### Task to complete
From the data below, set down exactly the lines between the one holding "Target: set of" and the one holding "Target: white trim frame", inclusive, and no others.

### Material shown
------
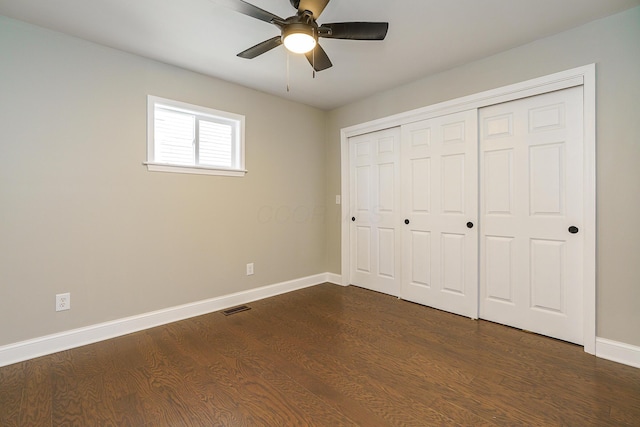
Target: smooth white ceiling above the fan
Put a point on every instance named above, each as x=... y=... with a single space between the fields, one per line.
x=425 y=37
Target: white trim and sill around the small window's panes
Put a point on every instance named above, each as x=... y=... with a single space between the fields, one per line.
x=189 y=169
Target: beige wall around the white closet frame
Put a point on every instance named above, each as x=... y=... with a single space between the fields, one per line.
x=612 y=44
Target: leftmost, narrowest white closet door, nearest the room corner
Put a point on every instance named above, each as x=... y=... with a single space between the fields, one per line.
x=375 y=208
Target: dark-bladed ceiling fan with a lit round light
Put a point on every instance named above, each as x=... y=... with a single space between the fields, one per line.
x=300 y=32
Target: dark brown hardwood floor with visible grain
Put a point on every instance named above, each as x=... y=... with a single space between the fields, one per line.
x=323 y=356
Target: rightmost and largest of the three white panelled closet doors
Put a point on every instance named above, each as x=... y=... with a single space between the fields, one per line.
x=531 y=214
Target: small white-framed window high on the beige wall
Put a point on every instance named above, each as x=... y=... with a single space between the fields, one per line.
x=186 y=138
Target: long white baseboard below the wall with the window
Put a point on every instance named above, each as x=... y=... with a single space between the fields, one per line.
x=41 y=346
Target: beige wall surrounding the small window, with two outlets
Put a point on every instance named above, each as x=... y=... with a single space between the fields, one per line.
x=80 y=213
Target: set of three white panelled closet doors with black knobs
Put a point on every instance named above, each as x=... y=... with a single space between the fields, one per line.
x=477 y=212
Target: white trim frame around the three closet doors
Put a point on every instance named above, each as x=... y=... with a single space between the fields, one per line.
------
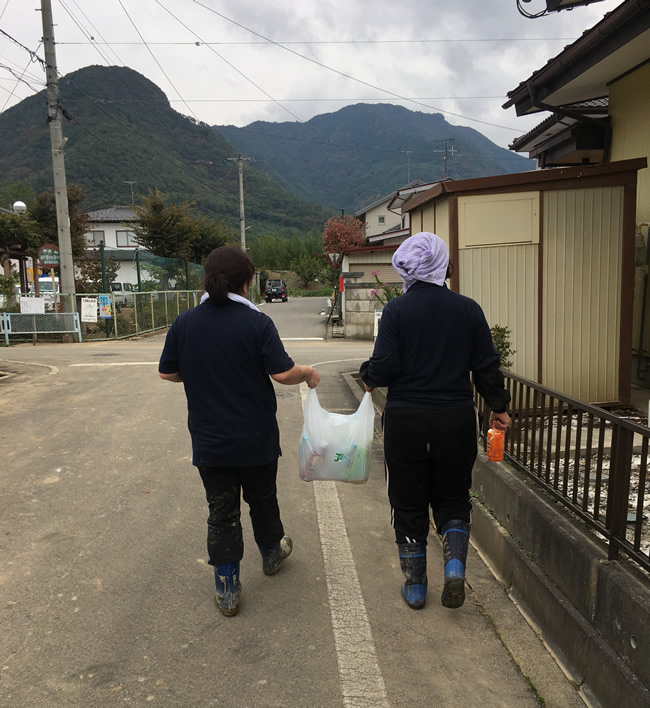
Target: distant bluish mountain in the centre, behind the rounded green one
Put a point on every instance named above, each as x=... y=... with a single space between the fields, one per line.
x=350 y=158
------
### Result for this task
Target: set of three white panelled closet doors with black knobs
Put a point on every instance named above, each as x=... y=... with a single space between the fields, one per line.
x=477 y=212
Target: white trim frame around the three closet doors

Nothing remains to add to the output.